━━━ DOCUMENT ━━━
Let two circles $C_1$ and $C_2$ intersect in points $A$ and $B$. The tangent to $C_1$ at $A$ intersects $C_2$ in $P$ and the line $PB$ intersects $C_1$ for the second time in $Q$ (suppose that $Q$ is outside $C_2$). The tangent to $C_2$ from $Q$ intersects $C_1$ and $C_2$ in $C$ and $D$, respectively. (The points $A$ and $D$ lie on different sides of the line $PQ$.) Show that $AD$ is the bisector of $\angle CAP$. Proposed by Iman Maghsoudi
Problem
Source: Iranian Geometry Olympiad 2016 Medium 2
Tags: geometry
iliyash
26.05.2017 14:45
Here's the full problems and solution link: http://igo-official.ir/wp-content/uploads/2016/12/igo_2016_-_problems__solutions_-_english.pdf
ThE-dArK-lOrD
26.05.2017 19:02
We have $\angle{ADC}=\angle{APD}$ and $\angle{ADP}=\angle{ABP}=180^{\circ}-\angle{ABQ}=180^{\circ}-\angle{ACQ}=\angle{ACD}$. So $\angle{CAD}=\angle{DAP}$.
smdp
17.09.2019 22:48
The proof doesn't use the condition that $AP$ is tangent to $C1$ at $A$. Therefore it isn't necessary condition.
geometry6
06.01.2021 11:54
Solution. $$\angle CAD=\angle CAB+\angle BAD=\angle CQB+\angle BDQ=\angle DBP=\angle DAP.\quad\blacksquare$$
Mahdi_Mashayekhi
27.12.2021 09:51
∠DAC = ∠DAB + ∠BAC = ∠DQB + ∠BDQ = ∠DBP = ∠DAP. we're Done.
lian_the_noob12
31.08.2023 18:14
$$\angle CAD=\angle BAC+\angle BAD=\angle CQB+\angle BDQ=\angle DBP=\angle DAP \blacksquare$$
━━━ STORED RECORDS ━━━
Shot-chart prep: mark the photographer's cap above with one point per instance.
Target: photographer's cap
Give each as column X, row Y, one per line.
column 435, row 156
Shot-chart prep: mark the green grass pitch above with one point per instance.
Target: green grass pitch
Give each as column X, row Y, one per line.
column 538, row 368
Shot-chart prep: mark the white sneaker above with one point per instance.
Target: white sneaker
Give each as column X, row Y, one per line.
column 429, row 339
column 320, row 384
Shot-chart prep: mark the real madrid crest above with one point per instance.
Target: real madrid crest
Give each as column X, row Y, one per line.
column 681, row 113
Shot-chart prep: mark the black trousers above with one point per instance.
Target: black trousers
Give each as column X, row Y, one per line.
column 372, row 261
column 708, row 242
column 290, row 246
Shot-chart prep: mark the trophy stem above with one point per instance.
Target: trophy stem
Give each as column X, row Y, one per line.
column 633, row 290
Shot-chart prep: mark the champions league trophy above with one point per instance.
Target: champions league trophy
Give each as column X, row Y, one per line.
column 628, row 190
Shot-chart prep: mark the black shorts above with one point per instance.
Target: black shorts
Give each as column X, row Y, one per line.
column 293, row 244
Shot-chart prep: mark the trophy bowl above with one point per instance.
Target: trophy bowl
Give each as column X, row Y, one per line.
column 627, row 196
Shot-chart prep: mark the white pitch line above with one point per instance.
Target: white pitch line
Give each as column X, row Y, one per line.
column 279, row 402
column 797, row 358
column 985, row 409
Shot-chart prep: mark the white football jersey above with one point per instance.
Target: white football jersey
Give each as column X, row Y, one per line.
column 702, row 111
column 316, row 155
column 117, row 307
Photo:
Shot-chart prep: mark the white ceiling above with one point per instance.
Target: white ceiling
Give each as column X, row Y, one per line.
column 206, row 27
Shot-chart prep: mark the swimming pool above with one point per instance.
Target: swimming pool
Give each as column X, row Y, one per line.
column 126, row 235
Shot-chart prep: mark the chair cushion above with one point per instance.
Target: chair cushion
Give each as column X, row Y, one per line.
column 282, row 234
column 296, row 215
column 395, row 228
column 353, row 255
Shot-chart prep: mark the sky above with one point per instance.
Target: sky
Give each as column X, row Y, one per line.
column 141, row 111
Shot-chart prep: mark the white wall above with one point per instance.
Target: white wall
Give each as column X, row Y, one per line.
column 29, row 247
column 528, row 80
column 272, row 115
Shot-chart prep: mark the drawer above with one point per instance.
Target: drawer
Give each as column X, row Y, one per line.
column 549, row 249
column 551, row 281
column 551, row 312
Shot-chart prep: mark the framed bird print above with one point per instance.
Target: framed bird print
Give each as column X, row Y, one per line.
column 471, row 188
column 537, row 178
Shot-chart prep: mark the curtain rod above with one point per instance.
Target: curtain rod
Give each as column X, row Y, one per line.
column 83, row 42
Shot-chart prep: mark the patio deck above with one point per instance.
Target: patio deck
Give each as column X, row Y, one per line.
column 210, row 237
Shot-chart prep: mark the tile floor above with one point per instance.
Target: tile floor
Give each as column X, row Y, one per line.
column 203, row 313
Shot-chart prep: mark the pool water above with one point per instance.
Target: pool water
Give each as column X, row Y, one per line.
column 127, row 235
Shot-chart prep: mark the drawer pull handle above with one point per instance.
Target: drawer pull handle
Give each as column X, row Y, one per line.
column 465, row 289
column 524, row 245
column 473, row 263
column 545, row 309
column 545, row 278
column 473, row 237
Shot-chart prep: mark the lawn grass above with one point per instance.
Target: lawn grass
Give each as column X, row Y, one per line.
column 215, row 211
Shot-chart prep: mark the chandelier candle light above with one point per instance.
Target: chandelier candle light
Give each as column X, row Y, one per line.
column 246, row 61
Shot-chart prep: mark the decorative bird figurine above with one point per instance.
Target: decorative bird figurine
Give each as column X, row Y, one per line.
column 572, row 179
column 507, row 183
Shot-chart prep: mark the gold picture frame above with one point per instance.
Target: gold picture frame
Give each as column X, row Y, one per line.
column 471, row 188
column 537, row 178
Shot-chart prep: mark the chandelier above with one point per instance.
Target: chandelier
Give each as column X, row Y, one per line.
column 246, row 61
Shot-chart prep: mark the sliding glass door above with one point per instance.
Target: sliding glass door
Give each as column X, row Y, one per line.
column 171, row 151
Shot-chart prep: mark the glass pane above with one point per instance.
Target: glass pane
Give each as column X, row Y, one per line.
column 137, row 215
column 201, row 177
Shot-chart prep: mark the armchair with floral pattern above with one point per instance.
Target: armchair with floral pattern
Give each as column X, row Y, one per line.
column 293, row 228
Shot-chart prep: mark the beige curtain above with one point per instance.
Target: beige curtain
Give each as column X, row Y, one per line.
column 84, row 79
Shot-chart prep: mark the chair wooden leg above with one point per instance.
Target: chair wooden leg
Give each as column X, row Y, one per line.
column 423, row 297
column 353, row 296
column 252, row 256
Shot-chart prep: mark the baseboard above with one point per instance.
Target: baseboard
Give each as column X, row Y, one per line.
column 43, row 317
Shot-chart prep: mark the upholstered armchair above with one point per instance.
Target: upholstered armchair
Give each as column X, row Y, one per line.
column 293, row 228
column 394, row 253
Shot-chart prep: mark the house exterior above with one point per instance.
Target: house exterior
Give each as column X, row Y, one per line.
━━━
(WHAT YOU SHOULD DO) Condense the paragraph of the olympiad geometry thread that begins "Let two circles" into a list, keeping its main facts.

(RESULT)
- Circles $C_1$ and $C_2$ intersect at $A$ and $B$.
- The tangent to $C_1$ at $A$ meets $C_2$ at $P$.
- Line $PB$ meets $C_1$ again at $Q$, which is assumed to lie outside $C_2$.
- The tangent to $C_2$ from $Q$ meets $C_1$ at $C$ and $C_2$ at $D$.
- $A$ and $D$ lie on opposite sides of line $PQ$.
- Goal: show that $AD$ bisects $\angle CAP$.
- Proposer: Iman Maghsoudi.